Saved data entries:
★ ★ ★ ★ ★ ★ ★

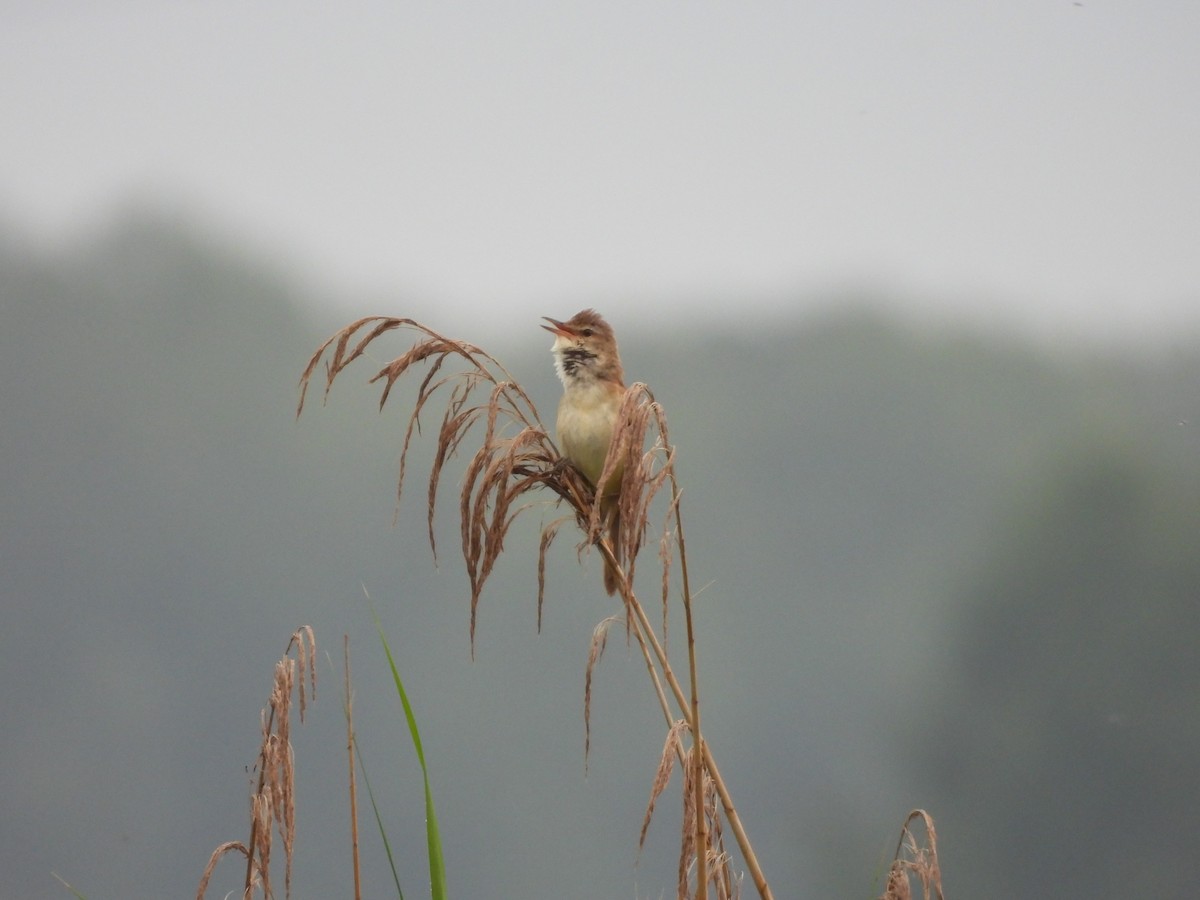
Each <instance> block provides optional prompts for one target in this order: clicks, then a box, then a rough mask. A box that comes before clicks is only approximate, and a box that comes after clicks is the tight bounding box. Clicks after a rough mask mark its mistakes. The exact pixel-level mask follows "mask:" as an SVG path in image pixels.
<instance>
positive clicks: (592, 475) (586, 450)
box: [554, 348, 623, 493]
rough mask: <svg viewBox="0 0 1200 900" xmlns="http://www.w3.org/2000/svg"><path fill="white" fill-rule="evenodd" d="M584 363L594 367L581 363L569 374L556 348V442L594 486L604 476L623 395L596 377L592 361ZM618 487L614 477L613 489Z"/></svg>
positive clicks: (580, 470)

★ ★ ★ ★ ★ ★ ★

Activity: "box: [554, 348, 623, 493]" marks the last line to keep. Retype every line from the start of the entries through that one, exactly, and drop the pictures.

Written solution:
Each <instance> block provides optional prompts for one target in this order: clicks, then a box, then a rough mask. A box that comes before clicks is only approximate, and a box that comes after clicks is the tight bounding box. Clicks after a rough mask mark its mistakes. The exact pixel-level mask follows "mask:" as an SVG path in image pixels.
<instance>
positive clicks: (592, 475) (586, 450)
box: [554, 348, 623, 493]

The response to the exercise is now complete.